— Instructions to follow —
Please lay out the records below, from the line with "of the bathroom" through the end of the records, as a two-column CSV with columns named request and answer. Give one row for each record, with each field in quotes and any line breaks replaced by spaces.

— Material to process —
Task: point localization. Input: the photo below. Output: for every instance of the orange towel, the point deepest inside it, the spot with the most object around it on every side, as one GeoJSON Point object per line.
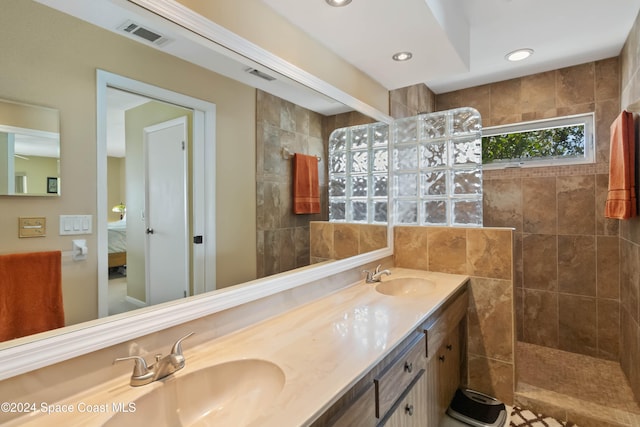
{"type": "Point", "coordinates": [621, 199]}
{"type": "Point", "coordinates": [306, 193]}
{"type": "Point", "coordinates": [30, 294]}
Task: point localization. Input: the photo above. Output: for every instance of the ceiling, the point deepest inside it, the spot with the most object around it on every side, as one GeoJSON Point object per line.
{"type": "Point", "coordinates": [462, 43]}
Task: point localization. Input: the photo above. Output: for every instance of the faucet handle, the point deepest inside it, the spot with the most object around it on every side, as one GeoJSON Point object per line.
{"type": "Point", "coordinates": [177, 347]}
{"type": "Point", "coordinates": [139, 369]}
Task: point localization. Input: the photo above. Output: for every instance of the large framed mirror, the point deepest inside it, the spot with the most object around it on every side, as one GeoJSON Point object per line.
{"type": "Point", "coordinates": [64, 54]}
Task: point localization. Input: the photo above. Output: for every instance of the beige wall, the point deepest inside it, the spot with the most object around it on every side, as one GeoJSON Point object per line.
{"type": "Point", "coordinates": [566, 286]}
{"type": "Point", "coordinates": [59, 71]}
{"type": "Point", "coordinates": [265, 28]}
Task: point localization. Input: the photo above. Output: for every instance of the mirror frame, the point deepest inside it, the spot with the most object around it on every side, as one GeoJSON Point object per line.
{"type": "Point", "coordinates": [26, 354]}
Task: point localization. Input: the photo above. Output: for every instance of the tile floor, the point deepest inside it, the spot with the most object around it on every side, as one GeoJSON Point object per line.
{"type": "Point", "coordinates": [587, 391]}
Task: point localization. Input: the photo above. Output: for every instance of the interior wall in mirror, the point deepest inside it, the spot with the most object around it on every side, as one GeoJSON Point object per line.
{"type": "Point", "coordinates": [52, 60]}
{"type": "Point", "coordinates": [29, 150]}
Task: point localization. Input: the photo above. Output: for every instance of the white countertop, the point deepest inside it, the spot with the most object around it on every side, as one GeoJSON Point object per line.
{"type": "Point", "coordinates": [323, 348]}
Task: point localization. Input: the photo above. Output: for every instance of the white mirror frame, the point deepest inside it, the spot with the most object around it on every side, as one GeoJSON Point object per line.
{"type": "Point", "coordinates": [26, 354]}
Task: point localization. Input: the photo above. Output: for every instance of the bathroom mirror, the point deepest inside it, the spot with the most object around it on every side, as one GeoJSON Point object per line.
{"type": "Point", "coordinates": [72, 43]}
{"type": "Point", "coordinates": [29, 150]}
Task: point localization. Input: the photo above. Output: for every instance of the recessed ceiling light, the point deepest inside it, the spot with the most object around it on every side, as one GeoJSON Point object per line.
{"type": "Point", "coordinates": [402, 56]}
{"type": "Point", "coordinates": [338, 3]}
{"type": "Point", "coordinates": [519, 55]}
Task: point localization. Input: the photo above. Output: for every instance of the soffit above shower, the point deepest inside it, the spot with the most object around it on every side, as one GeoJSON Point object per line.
{"type": "Point", "coordinates": [462, 43]}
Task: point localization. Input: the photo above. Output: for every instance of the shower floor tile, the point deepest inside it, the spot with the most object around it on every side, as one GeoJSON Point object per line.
{"type": "Point", "coordinates": [569, 386]}
{"type": "Point", "coordinates": [525, 418]}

— Written solution —
request,answer
"Task: point localization. Input: the photo above. Output: for every instance of the bathroom mirror, the point deepest inside it, the spot with the most object around it on every side, as one GeoJSON Point object per line.","{""type"": ""Point"", ""coordinates"": [72, 43]} {""type"": ""Point"", ""coordinates"": [29, 150]}"
"Task: point localization. Input: the photo above. Output: for every instance of the recessed ceiling light, the point deepest inside it, the spot with the most object around it on every side, as one GeoJSON Point object per line.","{""type"": ""Point"", ""coordinates"": [402, 56]} {""type"": ""Point"", ""coordinates"": [338, 3]} {""type"": ""Point"", ""coordinates"": [519, 55]}"
"Task: point localization. Input: the photo above. Output: for every instance of the soffit above shower, the point deepest inside it, the spot with the most object around it on every side, as one GeoJSON Point object per line.","{""type"": ""Point"", ""coordinates"": [462, 43]}"
"Task: point localization. Input: the photo above. Output: for every instance of the shower floor tile, the point deepest inside it, the spot with the most object around it on every side, as one GeoJSON Point object per line.","{""type"": ""Point"", ""coordinates"": [569, 386]} {""type"": ""Point"", ""coordinates"": [525, 418]}"